(Exercise) Using the records below, output the stretch that opens with the line containing "Target: person wearing beige jacket" and closes with the line containing "Target: white wildflower", exactly and including both lines, with nothing more.

(Supplied entries)
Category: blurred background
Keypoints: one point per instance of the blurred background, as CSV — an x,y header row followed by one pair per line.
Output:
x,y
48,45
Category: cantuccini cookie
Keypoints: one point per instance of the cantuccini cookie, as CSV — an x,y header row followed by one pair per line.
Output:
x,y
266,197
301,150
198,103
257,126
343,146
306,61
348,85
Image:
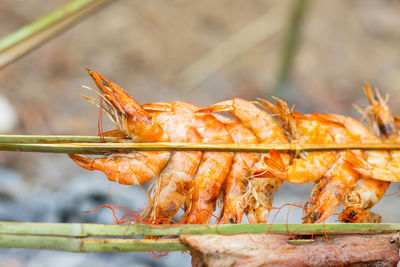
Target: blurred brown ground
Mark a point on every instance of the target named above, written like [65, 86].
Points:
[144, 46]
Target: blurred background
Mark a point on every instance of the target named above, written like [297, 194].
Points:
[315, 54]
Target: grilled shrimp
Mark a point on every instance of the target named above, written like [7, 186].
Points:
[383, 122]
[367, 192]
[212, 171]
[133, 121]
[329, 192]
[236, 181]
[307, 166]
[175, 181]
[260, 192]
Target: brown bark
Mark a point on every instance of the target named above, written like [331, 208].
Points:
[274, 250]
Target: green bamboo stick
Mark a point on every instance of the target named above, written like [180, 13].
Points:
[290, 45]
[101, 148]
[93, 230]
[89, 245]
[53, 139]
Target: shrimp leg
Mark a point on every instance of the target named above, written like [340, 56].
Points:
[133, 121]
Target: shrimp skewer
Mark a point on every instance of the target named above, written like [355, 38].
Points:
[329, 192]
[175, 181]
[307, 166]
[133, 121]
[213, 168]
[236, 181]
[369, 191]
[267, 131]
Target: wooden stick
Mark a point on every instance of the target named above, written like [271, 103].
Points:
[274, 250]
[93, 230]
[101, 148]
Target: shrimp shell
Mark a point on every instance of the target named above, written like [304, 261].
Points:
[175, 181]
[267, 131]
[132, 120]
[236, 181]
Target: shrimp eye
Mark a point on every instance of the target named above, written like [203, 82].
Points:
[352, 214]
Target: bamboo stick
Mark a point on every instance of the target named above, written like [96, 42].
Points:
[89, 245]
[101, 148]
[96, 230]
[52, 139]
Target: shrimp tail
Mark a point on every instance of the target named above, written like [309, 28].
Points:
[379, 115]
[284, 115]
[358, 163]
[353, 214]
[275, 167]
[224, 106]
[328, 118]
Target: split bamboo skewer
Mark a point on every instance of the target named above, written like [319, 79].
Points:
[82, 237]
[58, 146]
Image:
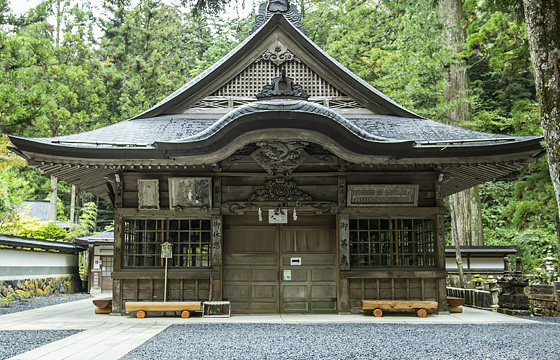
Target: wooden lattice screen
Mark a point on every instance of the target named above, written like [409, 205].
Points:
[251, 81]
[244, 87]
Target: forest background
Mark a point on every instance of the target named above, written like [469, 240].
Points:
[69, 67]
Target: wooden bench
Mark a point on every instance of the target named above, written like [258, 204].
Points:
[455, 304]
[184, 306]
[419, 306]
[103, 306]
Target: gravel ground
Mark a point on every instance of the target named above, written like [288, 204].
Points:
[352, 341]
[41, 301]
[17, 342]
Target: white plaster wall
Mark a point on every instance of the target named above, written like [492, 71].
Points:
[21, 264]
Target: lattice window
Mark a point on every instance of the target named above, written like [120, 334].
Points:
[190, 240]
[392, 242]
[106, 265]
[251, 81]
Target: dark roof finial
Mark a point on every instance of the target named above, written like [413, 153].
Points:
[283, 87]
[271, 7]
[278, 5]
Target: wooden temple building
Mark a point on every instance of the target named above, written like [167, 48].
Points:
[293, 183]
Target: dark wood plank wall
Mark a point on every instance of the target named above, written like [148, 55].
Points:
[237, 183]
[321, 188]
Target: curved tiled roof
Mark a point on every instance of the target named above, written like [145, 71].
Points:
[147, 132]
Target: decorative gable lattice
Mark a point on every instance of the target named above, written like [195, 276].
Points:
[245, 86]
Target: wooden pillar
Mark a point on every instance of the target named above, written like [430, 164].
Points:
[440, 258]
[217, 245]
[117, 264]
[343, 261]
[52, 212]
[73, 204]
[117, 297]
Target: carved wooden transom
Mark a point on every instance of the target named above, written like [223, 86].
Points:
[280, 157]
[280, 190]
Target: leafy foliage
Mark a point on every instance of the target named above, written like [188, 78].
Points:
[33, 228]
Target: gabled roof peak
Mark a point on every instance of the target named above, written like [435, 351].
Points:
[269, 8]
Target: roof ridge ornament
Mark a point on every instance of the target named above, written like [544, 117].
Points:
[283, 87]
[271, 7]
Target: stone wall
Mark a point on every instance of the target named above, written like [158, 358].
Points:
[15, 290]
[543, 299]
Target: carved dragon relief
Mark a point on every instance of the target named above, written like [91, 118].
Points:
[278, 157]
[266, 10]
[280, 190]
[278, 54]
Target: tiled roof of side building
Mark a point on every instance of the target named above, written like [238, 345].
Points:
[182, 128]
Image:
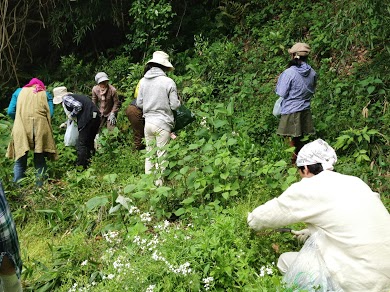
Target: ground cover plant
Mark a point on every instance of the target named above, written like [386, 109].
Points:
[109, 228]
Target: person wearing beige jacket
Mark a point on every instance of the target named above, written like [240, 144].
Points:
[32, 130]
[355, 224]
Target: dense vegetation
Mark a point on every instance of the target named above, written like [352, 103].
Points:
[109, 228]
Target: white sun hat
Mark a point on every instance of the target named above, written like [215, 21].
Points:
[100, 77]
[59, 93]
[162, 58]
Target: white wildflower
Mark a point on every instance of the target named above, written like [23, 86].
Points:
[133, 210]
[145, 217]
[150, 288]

--

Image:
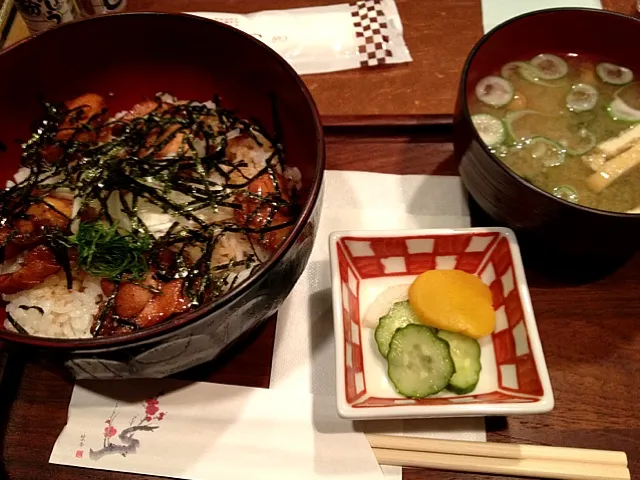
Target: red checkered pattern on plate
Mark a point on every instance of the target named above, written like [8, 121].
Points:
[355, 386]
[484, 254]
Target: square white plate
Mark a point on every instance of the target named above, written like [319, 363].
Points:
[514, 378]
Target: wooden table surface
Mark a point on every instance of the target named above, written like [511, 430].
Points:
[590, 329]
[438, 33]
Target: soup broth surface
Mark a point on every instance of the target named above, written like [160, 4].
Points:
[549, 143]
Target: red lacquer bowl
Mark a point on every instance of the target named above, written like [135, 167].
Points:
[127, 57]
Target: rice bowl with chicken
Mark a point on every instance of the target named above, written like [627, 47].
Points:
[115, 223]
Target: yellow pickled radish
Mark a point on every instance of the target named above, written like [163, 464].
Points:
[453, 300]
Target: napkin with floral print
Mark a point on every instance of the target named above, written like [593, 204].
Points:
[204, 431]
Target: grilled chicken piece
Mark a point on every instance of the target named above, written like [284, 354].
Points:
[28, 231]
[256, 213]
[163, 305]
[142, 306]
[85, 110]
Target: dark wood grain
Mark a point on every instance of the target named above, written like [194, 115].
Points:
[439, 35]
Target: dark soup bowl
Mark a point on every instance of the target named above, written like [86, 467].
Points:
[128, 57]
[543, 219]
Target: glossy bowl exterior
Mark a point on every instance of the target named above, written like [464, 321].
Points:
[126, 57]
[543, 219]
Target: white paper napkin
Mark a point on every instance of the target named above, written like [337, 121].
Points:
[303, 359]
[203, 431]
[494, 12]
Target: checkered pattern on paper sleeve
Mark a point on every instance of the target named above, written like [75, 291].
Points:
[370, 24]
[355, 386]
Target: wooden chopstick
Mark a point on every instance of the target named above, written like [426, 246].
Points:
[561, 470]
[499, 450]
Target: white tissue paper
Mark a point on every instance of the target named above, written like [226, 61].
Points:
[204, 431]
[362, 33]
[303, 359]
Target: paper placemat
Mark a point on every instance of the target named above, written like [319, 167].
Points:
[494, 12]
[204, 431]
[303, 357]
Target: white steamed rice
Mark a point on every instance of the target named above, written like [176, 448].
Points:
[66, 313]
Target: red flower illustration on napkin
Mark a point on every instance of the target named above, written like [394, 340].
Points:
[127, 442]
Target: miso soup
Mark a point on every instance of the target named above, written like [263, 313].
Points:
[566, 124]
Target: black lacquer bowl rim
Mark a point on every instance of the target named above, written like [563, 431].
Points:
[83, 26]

(Solved exercise)
Target: person wearing beige jacket
Mark a point on every instance of the target named above, written like [240, 144].
Points:
[32, 130]
[355, 224]
Target: dense vegetation
Mark a point on every instance of the target named above, written like [352, 103].
Points:
[109, 228]
Target: white sun hat
Mark a point on every instance of the target named above, written like [215, 21].
Points:
[100, 77]
[59, 93]
[162, 58]
Target: white wildflower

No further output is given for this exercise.